▶

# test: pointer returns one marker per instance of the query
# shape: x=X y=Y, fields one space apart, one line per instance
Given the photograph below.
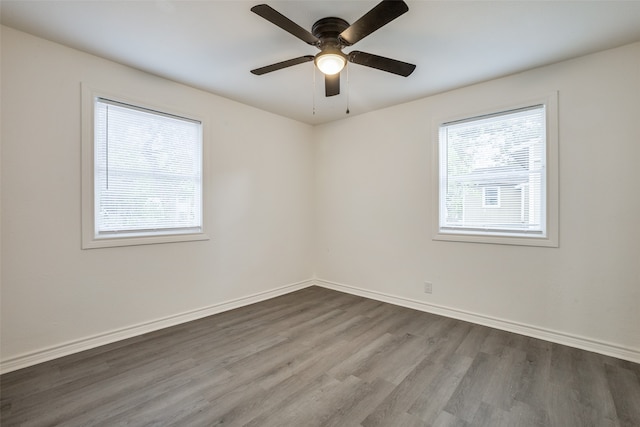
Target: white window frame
x=90 y=237
x=549 y=237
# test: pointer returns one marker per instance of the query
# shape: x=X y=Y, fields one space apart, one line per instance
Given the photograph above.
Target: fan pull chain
x=314 y=91
x=347 y=112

◀

• _Aim of the exercise_:
The whole of the data needs to be copied word for word, though not its pictures.

• _Written response_:
# test: pointer returns one marker per instance of the query
# shape: x=X y=Y, fields one space apart, one line per instance
Given the photograph below.
Target: white window frame
x=90 y=237
x=549 y=237
# test: pointer returns one marker per instance of the query
# shape: x=X y=Y, fields one space apart, one line per instance
Given the photograph above.
Target: fan pull chain
x=314 y=91
x=347 y=112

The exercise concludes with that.